§ **Given information**:
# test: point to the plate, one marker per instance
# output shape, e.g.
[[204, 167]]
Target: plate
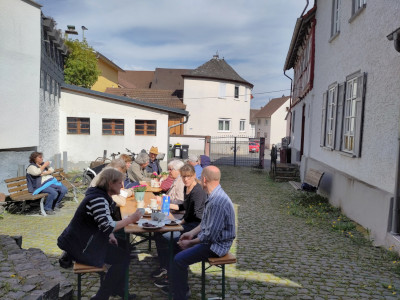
[[172, 222]]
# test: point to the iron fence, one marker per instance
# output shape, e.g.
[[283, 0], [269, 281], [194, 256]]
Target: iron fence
[[237, 151]]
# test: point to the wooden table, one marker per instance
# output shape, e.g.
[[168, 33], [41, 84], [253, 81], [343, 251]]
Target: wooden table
[[129, 208]]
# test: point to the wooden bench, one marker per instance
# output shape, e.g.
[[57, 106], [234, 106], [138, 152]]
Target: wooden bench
[[81, 269], [313, 178], [18, 190], [219, 262]]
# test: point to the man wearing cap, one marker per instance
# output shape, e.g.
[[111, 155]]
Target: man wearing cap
[[194, 161], [154, 164]]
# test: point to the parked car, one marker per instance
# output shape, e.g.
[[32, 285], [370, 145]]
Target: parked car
[[254, 147]]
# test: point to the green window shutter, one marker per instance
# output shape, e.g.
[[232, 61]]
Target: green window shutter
[[323, 119], [361, 87], [339, 116]]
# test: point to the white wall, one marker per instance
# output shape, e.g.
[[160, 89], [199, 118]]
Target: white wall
[[205, 108], [84, 148], [20, 37], [278, 124], [382, 101], [362, 186]]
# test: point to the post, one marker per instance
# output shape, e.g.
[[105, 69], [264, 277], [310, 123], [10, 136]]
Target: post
[[234, 152]]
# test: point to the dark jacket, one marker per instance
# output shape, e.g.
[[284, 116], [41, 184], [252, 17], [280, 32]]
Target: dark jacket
[[83, 240], [34, 182]]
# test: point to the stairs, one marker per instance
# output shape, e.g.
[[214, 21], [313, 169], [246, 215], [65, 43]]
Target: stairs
[[286, 172]]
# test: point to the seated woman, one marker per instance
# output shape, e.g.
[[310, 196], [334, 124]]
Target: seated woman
[[193, 205], [39, 180], [175, 191], [89, 237], [137, 171]]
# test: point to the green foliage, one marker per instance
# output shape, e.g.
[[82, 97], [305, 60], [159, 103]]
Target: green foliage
[[81, 64]]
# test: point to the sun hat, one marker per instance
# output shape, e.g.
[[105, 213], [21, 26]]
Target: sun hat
[[153, 150]]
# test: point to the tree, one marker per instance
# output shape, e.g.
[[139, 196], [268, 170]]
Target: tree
[[81, 65]]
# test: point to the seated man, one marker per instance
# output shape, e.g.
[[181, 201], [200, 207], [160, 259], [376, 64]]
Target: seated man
[[212, 238], [39, 180], [194, 161]]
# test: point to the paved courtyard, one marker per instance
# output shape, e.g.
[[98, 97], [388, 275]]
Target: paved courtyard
[[280, 256]]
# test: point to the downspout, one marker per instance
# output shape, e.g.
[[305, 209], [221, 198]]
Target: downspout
[[395, 37], [172, 126]]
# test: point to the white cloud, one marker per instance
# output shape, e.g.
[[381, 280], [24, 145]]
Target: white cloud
[[252, 35]]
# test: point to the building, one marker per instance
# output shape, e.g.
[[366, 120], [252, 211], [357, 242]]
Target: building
[[108, 77], [91, 122], [218, 100], [345, 111], [31, 73], [270, 121]]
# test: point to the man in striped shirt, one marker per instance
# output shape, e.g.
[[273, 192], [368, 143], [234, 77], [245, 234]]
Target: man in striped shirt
[[212, 238]]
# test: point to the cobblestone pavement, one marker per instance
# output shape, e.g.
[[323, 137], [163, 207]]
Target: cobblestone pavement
[[280, 256]]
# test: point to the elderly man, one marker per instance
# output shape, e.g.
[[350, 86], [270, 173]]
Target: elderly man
[[212, 238], [194, 161], [154, 163]]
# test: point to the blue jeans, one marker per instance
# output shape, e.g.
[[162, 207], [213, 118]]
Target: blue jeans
[[55, 192], [162, 243], [179, 268]]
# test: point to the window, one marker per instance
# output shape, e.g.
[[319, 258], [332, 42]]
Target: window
[[224, 125], [342, 115], [236, 92], [145, 127], [335, 18], [242, 125], [357, 5], [113, 127], [78, 125], [330, 117], [222, 90]]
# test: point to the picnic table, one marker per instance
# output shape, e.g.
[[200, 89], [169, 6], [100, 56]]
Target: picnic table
[[134, 229]]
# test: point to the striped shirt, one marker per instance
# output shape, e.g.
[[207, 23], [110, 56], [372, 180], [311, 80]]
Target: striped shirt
[[100, 210], [218, 222]]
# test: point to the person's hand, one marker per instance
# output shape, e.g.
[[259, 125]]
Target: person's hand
[[184, 244], [112, 240]]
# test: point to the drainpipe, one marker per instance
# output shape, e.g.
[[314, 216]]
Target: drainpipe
[[172, 126], [395, 37]]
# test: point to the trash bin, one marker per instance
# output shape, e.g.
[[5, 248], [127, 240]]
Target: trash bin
[[185, 151], [177, 151]]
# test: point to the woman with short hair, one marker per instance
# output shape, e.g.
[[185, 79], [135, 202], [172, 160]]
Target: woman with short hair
[[89, 238]]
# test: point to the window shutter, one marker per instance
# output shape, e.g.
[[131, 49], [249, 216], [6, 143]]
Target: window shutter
[[361, 81], [334, 115], [339, 116], [323, 119]]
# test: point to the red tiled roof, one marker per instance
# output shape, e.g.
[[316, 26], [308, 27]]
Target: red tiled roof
[[161, 97], [271, 107], [135, 79]]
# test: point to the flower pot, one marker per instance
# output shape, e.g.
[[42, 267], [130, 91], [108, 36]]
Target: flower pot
[[139, 196]]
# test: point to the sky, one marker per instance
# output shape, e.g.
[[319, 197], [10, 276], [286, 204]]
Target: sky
[[253, 36]]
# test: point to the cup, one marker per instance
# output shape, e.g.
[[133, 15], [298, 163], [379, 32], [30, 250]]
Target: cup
[[153, 203]]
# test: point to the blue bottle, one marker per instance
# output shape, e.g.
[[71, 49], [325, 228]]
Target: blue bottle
[[165, 205]]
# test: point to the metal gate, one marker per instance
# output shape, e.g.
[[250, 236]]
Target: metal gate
[[237, 151]]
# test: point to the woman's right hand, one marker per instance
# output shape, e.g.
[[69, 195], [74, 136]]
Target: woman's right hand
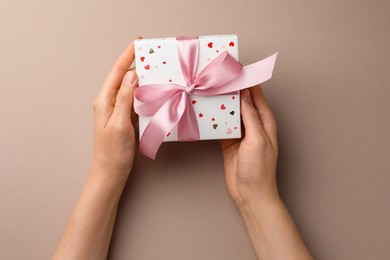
[[250, 162]]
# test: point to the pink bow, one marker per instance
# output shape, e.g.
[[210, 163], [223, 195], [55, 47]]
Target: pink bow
[[168, 103]]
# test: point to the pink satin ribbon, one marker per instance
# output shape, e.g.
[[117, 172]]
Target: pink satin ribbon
[[169, 104]]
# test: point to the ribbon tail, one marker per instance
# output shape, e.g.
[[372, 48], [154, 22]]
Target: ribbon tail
[[251, 75], [188, 129], [156, 131]]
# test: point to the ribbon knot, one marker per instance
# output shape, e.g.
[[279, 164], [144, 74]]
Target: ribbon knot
[[168, 103]]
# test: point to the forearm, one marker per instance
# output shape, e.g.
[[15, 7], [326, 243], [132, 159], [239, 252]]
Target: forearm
[[272, 230], [89, 231]]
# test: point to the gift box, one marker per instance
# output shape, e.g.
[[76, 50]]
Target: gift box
[[189, 88], [157, 61]]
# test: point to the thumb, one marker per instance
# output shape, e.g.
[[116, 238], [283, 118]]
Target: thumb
[[124, 99]]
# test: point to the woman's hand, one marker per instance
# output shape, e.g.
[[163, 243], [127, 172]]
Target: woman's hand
[[250, 172], [114, 137], [250, 163]]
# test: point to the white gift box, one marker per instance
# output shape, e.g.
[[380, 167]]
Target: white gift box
[[157, 62]]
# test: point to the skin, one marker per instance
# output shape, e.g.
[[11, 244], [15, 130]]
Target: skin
[[249, 163]]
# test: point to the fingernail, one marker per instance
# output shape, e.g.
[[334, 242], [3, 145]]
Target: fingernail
[[129, 78], [246, 95]]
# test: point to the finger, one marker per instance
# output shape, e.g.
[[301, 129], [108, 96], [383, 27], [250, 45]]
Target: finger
[[250, 117], [266, 116], [105, 101], [124, 99], [114, 78]]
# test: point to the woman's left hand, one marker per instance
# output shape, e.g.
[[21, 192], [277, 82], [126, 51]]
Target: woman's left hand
[[114, 119]]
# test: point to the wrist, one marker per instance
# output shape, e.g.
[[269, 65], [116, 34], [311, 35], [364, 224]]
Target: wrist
[[253, 197], [111, 177]]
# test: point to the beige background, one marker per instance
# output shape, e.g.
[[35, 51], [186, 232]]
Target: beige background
[[330, 94]]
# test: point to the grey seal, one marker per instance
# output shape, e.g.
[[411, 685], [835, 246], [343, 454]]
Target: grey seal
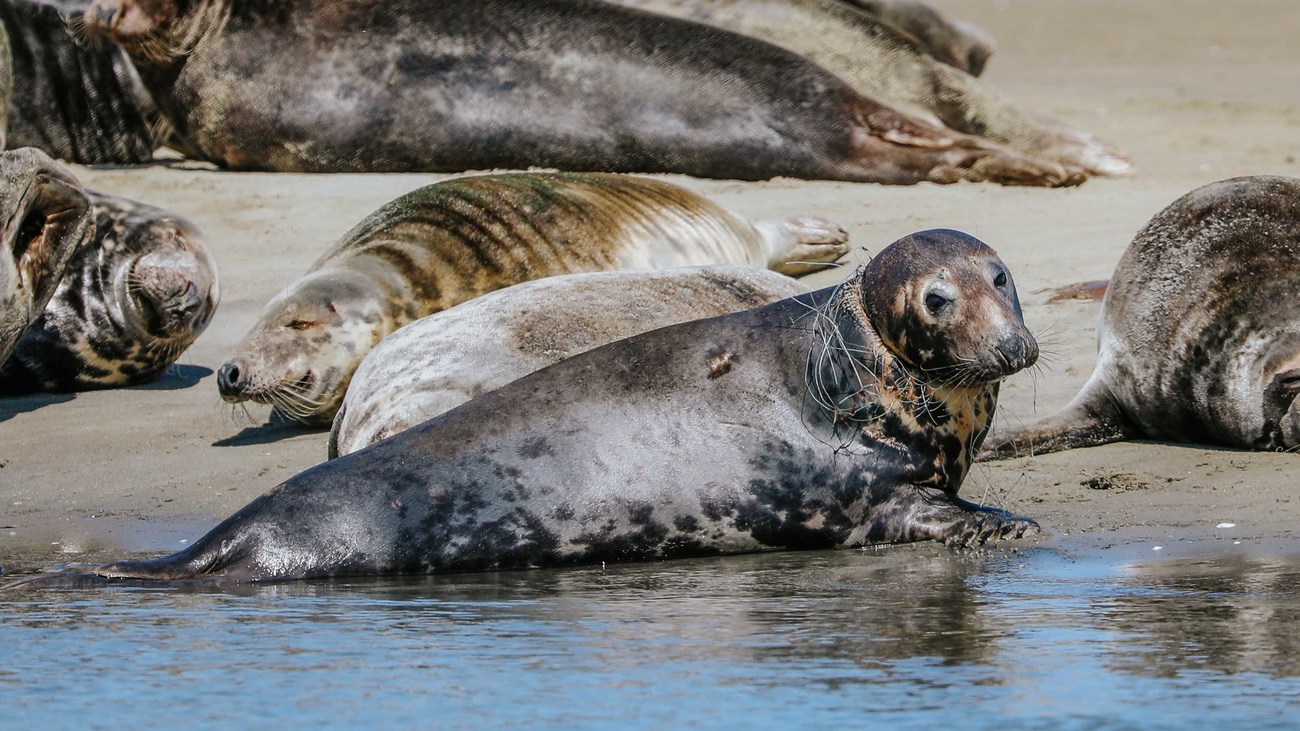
[[442, 360], [453, 241], [1199, 341], [839, 418], [471, 85], [130, 303]]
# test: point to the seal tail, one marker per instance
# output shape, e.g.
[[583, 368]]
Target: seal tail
[[1091, 419], [892, 147]]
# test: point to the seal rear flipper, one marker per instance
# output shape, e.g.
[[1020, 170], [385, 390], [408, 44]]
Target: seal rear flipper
[[889, 146], [802, 245], [1091, 419]]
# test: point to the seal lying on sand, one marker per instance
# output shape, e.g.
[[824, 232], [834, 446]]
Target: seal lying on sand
[[576, 85], [442, 360], [957, 43], [453, 241], [79, 103], [874, 59], [1199, 338], [833, 419], [130, 303], [46, 219]]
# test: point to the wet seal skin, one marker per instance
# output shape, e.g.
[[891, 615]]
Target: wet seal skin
[[456, 239], [1199, 337], [467, 85], [843, 418], [442, 360], [78, 102], [875, 47], [44, 220], [130, 303]]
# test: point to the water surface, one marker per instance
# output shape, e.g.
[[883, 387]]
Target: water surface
[[900, 637]]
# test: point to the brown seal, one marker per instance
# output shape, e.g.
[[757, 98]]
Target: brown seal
[[835, 419], [130, 303], [453, 241], [44, 219], [1199, 337], [576, 85]]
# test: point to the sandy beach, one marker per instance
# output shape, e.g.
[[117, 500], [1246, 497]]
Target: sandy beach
[[1194, 90]]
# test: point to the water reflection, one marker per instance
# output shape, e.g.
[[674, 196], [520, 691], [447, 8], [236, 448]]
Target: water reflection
[[910, 635]]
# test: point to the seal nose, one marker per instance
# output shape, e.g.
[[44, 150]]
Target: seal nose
[[1017, 353], [230, 381]]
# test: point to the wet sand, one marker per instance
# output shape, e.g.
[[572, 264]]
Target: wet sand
[[1195, 90]]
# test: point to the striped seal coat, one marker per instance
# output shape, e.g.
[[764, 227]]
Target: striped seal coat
[[442, 360], [453, 241], [46, 219], [1199, 337], [826, 428], [130, 303]]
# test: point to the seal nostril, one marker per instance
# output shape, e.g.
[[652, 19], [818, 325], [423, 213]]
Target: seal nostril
[[228, 379]]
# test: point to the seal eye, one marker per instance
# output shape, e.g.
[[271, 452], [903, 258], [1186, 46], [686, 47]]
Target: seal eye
[[935, 302]]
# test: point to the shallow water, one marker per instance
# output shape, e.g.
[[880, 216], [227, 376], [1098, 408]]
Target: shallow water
[[900, 637]]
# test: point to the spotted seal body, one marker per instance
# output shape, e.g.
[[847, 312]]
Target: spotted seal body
[[445, 359], [44, 219], [793, 425], [78, 102], [1199, 337], [130, 303], [575, 85], [862, 46], [453, 241]]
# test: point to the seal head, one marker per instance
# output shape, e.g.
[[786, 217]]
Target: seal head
[[957, 324]]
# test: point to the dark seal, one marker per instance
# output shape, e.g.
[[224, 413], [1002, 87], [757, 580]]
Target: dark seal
[[44, 220], [575, 85], [78, 102], [840, 418], [130, 303], [1199, 338]]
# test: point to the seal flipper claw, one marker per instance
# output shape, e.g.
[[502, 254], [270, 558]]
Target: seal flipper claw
[[802, 245], [1092, 419]]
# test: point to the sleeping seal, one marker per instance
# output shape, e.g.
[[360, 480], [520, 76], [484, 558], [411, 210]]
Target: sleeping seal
[[456, 239], [130, 303], [44, 219], [1199, 338], [447, 358], [833, 419], [867, 52], [576, 85]]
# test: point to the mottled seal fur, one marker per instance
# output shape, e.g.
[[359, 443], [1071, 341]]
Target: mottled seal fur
[[1199, 337], [130, 303], [78, 102], [445, 359], [576, 85], [44, 219], [867, 51], [453, 241], [787, 427]]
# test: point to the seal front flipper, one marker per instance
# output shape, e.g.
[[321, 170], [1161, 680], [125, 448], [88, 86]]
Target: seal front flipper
[[915, 513], [1091, 419]]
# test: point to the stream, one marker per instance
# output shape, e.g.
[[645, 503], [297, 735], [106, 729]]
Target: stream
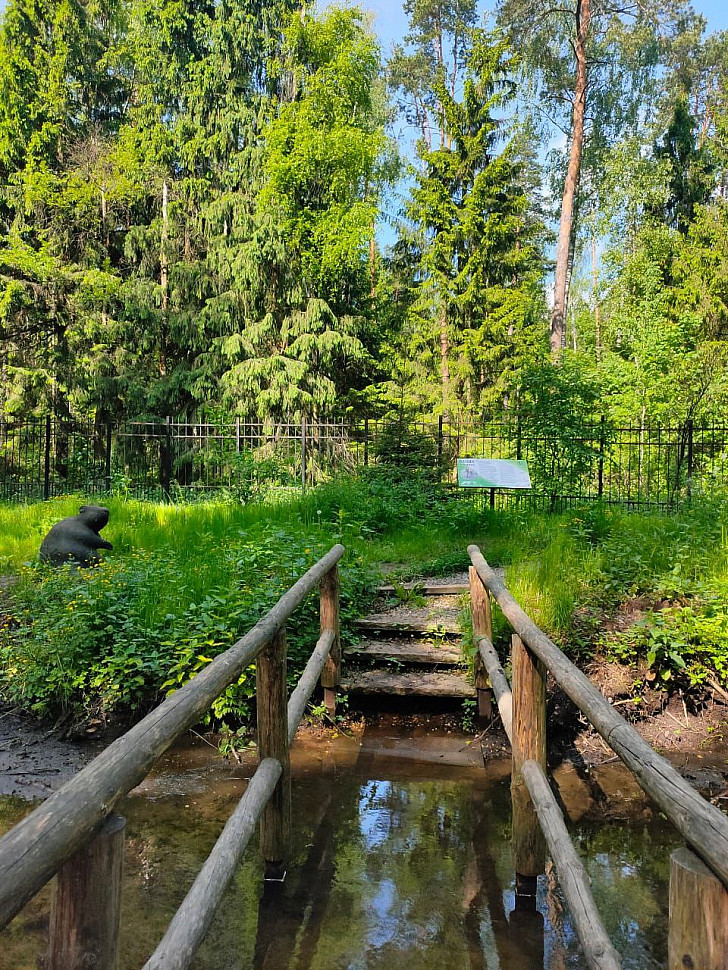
[[401, 859]]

§ **Task directions**: Retype the lines between the one holding "# test: point to the wet sand, one" and the one holding "428], [130, 303]]", inclusive.

§ **Solution for this task**:
# test: point to the wet sand, one marker per instance
# output shape, e.g.
[[572, 264]]
Target: wet sand
[[1195, 90]]
# test: point to the striped seal coat, one marker per instance
# output shape, e.g.
[[764, 227]]
Target: striped seal coat
[[442, 360], [453, 241], [46, 219], [1199, 337], [826, 428], [130, 303]]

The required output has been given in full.